* Task
Nothing should appear in the answer except the lines from the one containing "Where is the car side" through the end of the records below, written out exactly.

(Dataset entries)
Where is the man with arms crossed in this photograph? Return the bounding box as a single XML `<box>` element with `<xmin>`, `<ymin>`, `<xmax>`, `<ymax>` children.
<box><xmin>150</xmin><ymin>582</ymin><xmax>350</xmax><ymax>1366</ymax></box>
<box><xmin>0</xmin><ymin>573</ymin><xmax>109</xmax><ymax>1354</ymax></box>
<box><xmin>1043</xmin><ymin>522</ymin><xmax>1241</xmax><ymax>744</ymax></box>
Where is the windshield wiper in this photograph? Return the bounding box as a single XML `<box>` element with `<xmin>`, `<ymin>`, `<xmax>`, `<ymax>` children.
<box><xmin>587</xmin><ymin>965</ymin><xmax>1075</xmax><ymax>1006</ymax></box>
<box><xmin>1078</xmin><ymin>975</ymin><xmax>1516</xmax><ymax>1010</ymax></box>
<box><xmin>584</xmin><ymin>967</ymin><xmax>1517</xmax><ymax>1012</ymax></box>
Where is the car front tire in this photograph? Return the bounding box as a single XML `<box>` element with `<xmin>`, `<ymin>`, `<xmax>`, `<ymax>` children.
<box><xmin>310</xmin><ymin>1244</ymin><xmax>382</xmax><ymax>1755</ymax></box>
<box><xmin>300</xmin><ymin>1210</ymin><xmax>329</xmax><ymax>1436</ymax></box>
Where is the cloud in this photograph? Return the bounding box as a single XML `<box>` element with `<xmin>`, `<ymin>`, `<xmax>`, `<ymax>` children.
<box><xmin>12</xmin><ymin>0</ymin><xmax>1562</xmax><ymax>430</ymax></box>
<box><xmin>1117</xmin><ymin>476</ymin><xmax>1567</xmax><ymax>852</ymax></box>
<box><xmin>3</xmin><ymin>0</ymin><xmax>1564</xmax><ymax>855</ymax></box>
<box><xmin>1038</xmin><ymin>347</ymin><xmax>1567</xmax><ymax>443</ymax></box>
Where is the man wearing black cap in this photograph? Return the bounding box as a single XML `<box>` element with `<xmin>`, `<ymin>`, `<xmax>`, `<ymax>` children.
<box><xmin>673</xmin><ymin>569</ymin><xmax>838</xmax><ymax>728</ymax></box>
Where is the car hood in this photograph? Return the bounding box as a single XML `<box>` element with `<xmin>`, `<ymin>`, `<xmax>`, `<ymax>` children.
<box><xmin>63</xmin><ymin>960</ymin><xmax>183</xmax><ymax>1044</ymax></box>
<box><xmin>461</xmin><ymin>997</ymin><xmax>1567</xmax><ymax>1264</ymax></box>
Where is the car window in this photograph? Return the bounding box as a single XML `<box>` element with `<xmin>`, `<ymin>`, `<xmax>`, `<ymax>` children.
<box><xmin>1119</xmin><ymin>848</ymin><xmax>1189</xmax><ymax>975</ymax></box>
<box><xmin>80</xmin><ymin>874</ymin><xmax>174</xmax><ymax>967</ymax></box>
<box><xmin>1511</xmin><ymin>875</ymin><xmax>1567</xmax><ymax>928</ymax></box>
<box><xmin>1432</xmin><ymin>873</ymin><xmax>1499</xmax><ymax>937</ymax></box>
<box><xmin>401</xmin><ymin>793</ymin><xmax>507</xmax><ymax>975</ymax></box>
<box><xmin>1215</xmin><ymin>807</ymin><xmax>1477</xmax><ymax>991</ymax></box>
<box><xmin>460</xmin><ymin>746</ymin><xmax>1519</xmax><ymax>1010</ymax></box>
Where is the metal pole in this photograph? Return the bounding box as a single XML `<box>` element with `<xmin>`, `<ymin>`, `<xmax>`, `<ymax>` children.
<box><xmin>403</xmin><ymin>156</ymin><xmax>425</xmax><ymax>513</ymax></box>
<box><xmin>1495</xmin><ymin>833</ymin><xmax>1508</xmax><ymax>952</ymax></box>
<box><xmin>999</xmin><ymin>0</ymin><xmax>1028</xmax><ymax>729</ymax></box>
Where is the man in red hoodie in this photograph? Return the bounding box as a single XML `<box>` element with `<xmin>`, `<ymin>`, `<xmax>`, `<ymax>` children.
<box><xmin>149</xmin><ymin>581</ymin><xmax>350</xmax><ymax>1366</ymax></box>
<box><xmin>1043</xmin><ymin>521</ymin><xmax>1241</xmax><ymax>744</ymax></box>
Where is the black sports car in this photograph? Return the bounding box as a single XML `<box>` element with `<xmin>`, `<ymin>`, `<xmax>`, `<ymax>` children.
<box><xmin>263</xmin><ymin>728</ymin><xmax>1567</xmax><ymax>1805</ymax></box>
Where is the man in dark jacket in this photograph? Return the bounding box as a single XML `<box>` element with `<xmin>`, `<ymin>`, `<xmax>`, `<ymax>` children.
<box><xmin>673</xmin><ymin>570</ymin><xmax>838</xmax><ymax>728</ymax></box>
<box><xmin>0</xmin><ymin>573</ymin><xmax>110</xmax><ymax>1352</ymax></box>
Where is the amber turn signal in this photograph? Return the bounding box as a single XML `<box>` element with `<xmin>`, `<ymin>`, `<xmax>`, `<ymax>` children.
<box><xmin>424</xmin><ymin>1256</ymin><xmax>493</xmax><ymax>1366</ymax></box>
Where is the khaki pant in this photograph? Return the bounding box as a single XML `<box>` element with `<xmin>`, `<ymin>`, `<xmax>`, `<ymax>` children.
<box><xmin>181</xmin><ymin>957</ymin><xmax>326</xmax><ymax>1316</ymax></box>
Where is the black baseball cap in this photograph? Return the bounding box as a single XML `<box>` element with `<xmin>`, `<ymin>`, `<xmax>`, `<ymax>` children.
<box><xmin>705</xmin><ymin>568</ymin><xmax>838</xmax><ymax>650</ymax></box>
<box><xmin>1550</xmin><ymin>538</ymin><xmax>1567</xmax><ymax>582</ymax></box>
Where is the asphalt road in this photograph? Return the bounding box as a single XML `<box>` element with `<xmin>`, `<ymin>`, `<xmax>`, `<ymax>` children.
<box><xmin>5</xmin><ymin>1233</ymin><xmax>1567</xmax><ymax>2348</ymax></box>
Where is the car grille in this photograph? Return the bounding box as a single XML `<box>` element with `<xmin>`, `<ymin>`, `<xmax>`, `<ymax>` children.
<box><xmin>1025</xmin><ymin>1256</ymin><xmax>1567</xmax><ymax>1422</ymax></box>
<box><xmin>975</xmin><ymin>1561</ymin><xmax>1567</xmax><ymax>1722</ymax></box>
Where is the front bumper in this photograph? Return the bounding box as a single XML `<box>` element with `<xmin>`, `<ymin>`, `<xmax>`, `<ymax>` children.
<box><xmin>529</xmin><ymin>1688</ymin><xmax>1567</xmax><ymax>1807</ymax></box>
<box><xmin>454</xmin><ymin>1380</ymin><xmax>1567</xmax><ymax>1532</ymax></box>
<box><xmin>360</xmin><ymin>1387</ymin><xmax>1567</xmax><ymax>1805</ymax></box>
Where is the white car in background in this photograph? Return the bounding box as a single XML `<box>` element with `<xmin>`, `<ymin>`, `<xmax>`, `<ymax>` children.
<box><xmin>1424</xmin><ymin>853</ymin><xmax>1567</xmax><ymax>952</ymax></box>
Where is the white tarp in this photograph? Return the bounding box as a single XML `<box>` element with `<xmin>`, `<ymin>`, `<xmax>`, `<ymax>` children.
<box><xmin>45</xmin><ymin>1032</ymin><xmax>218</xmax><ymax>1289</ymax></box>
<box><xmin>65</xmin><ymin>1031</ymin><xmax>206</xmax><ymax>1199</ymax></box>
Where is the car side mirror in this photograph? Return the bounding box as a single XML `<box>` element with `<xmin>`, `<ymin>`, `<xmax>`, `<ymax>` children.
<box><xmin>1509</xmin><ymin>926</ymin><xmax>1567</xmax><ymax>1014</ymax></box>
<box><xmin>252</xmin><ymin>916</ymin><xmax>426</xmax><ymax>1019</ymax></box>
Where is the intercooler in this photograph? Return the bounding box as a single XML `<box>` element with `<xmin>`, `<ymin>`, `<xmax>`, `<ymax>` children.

* Exercise response
Where is the car side mirror in this photograph? Return the bounding box as a single XML `<box>` element with `<xmin>`, `<ymin>`, `<xmax>`, `<ymax>` children.
<box><xmin>1509</xmin><ymin>926</ymin><xmax>1567</xmax><ymax>1014</ymax></box>
<box><xmin>252</xmin><ymin>916</ymin><xmax>426</xmax><ymax>1019</ymax></box>
Where is the intercooler in this photograph? Return the bounding box as a single XML `<box>` element with `<xmin>`, `<ymin>`, `<xmax>`, `<ymax>` children.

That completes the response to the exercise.